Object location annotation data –
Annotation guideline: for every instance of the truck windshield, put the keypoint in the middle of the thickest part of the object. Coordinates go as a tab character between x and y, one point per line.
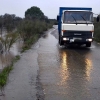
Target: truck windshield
81	17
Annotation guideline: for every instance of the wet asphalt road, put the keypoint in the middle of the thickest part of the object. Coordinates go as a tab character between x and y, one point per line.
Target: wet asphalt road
50	72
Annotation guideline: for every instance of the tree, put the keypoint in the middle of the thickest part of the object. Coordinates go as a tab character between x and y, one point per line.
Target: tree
34	13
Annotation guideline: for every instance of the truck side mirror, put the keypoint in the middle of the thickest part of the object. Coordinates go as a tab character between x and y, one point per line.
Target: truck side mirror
98	18
57	17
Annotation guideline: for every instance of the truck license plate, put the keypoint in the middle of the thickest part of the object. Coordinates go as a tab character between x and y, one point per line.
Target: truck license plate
77	38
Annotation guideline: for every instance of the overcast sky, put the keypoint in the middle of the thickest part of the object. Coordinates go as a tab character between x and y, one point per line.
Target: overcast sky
49	7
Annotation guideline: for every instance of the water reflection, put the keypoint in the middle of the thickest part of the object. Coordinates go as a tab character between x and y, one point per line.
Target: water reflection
5	59
75	72
64	68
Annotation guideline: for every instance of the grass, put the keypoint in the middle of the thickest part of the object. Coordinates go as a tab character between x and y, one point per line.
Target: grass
5	72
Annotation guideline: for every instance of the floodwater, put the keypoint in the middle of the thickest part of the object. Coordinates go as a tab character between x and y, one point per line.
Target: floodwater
6	58
50	72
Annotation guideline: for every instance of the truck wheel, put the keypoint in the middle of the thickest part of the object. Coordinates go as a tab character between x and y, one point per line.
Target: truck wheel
88	44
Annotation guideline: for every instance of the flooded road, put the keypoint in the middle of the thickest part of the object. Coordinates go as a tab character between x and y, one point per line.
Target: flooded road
50	72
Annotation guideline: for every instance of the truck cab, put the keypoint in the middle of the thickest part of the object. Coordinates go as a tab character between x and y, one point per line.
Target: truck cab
75	26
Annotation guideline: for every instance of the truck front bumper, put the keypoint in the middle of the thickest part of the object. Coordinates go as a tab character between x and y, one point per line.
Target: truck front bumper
77	40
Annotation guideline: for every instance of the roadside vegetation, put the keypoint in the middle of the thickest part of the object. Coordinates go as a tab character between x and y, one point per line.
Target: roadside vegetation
27	29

Given task –
Reproduce the material word for word. Any pictures should be left out of the copy.

Output for this task –
Annotation guideline: for every instance of the truck windshield, put the keypoint in the middle of the thickest part of the object. Coordinates go as a tab character between x and y, one point per line.
Target: truck windshield
81	17
Annotation guideline: for every instance of the wet asphalt road, put the keypoint in the middle of the thickest part of the object. Coordinates go as a tab character between x and y, one point per line.
Target: wet asphalt road
50	72
Annotation guideline: for every instance of the tree, put the keypoint in the middle of the thickest part of the object. Coordinates go as a tab character between x and y, one point per line.
Target: tree
34	13
Annotation guideline: for every instance of the truck side mirror, put the keypoint in the middle of the thickest part of the object. Coordinates go as a tab character between x and y, one point per line.
Target: truck side mirror
98	18
57	17
Annotation guideline: for every instance of the truck license plate, put the keypoint in the middle of the thickest part of the object. Coordinates go as a tab character between x and y, one point per line.
Target: truck license plate
77	38
Annotation guideline: for every instance of the overcast sky, put the keypoint in the middle of the thickest part of the object. Coordinates go as a tab character between x and y, one point per line.
Target: overcast sky
49	7
Annotation guideline: for every instance of the water reflection, put the keypoint in the middle of the thickest part of the object. Coordinates go as a tab character between x and y, one point per line.
Target: water reflection
5	59
75	72
64	68
Annotation guideline: for every instance of the grass, put the keypoint in the middle of the thickest part of the object. Coordinates go as a tab character between x and y, one point per line.
Target: grass
5	72
Annotation guideline: for every instance of the floodwater, put the keypoint in the middle of the thickest part of the object. Coordinates go as a tab character between x and y, one point per line.
Target: floodwater
6	58
50	72
Annotation guideline: for every instance of the truck wheel, put the keypoint in the middle of the thickest part of the object. Coordinates go as a tab character between x and y, one point per line.
Target: truck wheel
88	44
Annotation guideline: for every instance of the flooded road, put the keypoint in the middle of the thickest part of the object. Coordinates go as a tab character between x and y, one point per line.
Target: flooded road
50	72
Annotation guideline: for every instance of the truck cab, put the keypoint in the middle of the thickest part of the object. Coordinates go as a tab character between x and y, one point per line.
Target: truck cab
75	26
Annotation guideline: for every instance of the truck front bumper, put the keypoint in the middle of the thickest part of the object. Coordinates go as a tab character between x and y, one point per line.
Target: truck front bumper
77	40
Annotation guideline: for every instance of the roadside vegetation, put the keypoint in the middle of the thickest part of the object. Coordinates go as a tab character between x and y, one point per line.
Target: roadside vegetation
27	29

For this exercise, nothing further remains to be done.